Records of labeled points
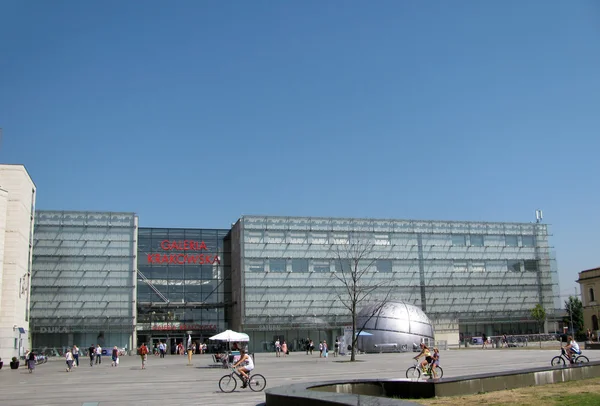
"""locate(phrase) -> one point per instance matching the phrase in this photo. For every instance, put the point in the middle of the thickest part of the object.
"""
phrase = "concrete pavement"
(170, 381)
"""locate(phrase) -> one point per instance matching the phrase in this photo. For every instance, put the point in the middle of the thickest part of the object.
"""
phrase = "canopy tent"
(230, 336)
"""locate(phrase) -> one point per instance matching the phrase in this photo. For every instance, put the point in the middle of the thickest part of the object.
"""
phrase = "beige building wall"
(17, 205)
(589, 283)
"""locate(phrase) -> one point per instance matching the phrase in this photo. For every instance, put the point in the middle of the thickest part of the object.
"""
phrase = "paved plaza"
(170, 381)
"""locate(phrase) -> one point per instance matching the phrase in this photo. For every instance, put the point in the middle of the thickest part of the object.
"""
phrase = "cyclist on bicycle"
(572, 348)
(247, 365)
(424, 353)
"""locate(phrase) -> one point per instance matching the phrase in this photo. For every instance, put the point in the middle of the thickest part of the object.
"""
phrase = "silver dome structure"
(394, 326)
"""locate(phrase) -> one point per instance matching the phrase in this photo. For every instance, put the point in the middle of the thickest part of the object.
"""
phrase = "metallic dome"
(395, 326)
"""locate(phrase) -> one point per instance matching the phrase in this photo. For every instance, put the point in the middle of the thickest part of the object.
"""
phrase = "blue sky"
(192, 113)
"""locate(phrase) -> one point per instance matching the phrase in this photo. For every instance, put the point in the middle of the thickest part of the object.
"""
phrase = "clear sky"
(193, 113)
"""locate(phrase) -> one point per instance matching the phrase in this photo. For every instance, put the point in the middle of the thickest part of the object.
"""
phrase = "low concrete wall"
(389, 392)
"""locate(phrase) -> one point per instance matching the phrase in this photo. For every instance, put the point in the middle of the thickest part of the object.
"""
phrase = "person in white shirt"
(98, 354)
(572, 348)
(69, 358)
(247, 365)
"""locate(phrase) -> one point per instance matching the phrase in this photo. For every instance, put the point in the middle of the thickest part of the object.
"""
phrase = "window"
(511, 240)
(254, 236)
(459, 239)
(276, 237)
(319, 238)
(460, 267)
(528, 241)
(476, 240)
(343, 265)
(277, 265)
(341, 238)
(321, 265)
(478, 266)
(299, 265)
(384, 265)
(256, 265)
(382, 239)
(297, 237)
(530, 266)
(513, 266)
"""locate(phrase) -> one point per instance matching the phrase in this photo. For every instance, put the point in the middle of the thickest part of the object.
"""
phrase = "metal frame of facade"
(84, 284)
(483, 276)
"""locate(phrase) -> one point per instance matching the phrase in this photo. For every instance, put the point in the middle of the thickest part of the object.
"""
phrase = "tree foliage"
(355, 281)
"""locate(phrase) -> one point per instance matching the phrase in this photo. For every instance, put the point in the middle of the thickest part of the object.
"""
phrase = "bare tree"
(356, 260)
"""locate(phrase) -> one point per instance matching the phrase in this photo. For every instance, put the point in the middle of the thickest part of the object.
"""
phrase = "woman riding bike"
(247, 365)
(425, 352)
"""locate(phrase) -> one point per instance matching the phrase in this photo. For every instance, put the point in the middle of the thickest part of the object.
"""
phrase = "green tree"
(574, 309)
(539, 315)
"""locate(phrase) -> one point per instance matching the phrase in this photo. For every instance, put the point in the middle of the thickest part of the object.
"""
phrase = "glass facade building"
(468, 277)
(83, 279)
(183, 284)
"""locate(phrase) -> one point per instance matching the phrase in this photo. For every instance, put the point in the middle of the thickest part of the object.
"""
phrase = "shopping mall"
(100, 277)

> **Short task**
Omit the images and transcribe all of the records above word for word.

> **Result of the task**
"""locate(phrase) -> one point per instance matching the phrase in this photo. For every instance, put the point in the middle of the thickest part of the object.
"""
phrase = "concrete pavement"
(170, 381)
"""locate(phrase) -> one point per instance matching the phrase in this photo. For every instance, put the point in the middle of the thickest part of the object.
"""
phrase = "canopy tent"
(230, 336)
"""locate(phrase) -> one point per instance matching the phrase in this photo. For every instance, put the point in the middle of the thickest part of the object.
"""
phrase = "beige building wall"
(17, 205)
(589, 283)
"""locate(phrase) -> one point per instance matching the phrase in this photo. For every instance, put the point in the middle of the thickest part of the object.
"""
phrase = "paved plaza"
(170, 381)
"""locate(phrase) -> one point per instance matching the phrase in this photo. For every instance, put the point in the middle of the thickest part of the object.
"""
phrase = "cyclist on bicycle"
(572, 348)
(247, 365)
(424, 353)
"""locate(phrase) -> one point per instance matching the phrase in this photo. For every instance, put the point in the middle of the thickest part of the object.
"""
phrase = "silver dome structure"
(394, 326)
"""locate(phrase) -> one point per instance matching the phrase in this photo. For every instance, put the point in the middle of the thickest part of the object.
"""
phrase = "metallic dome"
(395, 326)
"""locate(phrase) -> one point per instance matching the phrase in this photo. For every instance, put the point in the middle of the thickest part of the object.
"""
phrase = "blue sky"
(192, 113)
"""locate(phrase) -> one point per instance matching the phrase in this photo. For every instance, put the point in the middle of the thickest part of the object.
"""
phrase = "clear sky"
(193, 113)
"""locate(phrase) -> one point per instance matching the phrase in this photo. For every instance, put the point in the middle of the thickest part of the object.
"""
phrase = "low concrete wall"
(389, 392)
"""locate(phrase) -> one point per instance matching the phrase in this photo. For every instance, put the point in the middle of the thickest part of the object.
"""
phrase = "person in white shirt"
(98, 354)
(572, 348)
(69, 358)
(247, 365)
"""locate(phrase) -> one point per instance matching the phrase in this photo. For every instance, put the point in the middle of the thickest part of the object.
"""
phrase = "window"
(511, 240)
(254, 236)
(459, 239)
(276, 237)
(319, 238)
(460, 267)
(528, 241)
(476, 240)
(343, 265)
(277, 265)
(341, 238)
(321, 265)
(478, 266)
(299, 265)
(384, 265)
(256, 265)
(382, 239)
(297, 237)
(530, 266)
(513, 266)
"""locate(phrase) -> one point per instance matching the phrase in this photo. For every instance, put the point in the middle of the thickest part of the object.
"""
phrase = "metal frame of facade"
(84, 284)
(483, 276)
"""locate(phrase) -> one point per instance matching the phrase in this photo. For every instance, put the point in the middle of the thickest part of the object.
"""
phrase = "tree foliage"
(355, 281)
"""locate(phrase) -> one point per instance matching the phrase in this photo. For every instance, put the point in the middle of the thickest part of the object.
"""
phrase = "bare tree"
(356, 260)
"""locate(phrase) -> one point per instance matching the phrase in this photo. For every instance, put the point in the middle of the thickest part of the object.
"""
phrase = "woman riding bike"
(247, 365)
(425, 352)
"""locate(phrase) -> one point per instance matching the phrase in this photo. For every instance, put the point in the middle of the thickest part of the object.
"""
phrase = "green tree"
(574, 309)
(539, 315)
"""locate(phrase) -> one point per instance matching the phrase in this photo. For every instance, put the point in the middle of the thickest part of the object.
"""
phrase = "glass facade building"
(468, 277)
(83, 279)
(183, 284)
"""locate(phrase) -> one point per instance matching the phrase in this photo. For every instance, put the point in the middle of the thickest part of the object.
"""
phrase = "shopping mall"
(100, 277)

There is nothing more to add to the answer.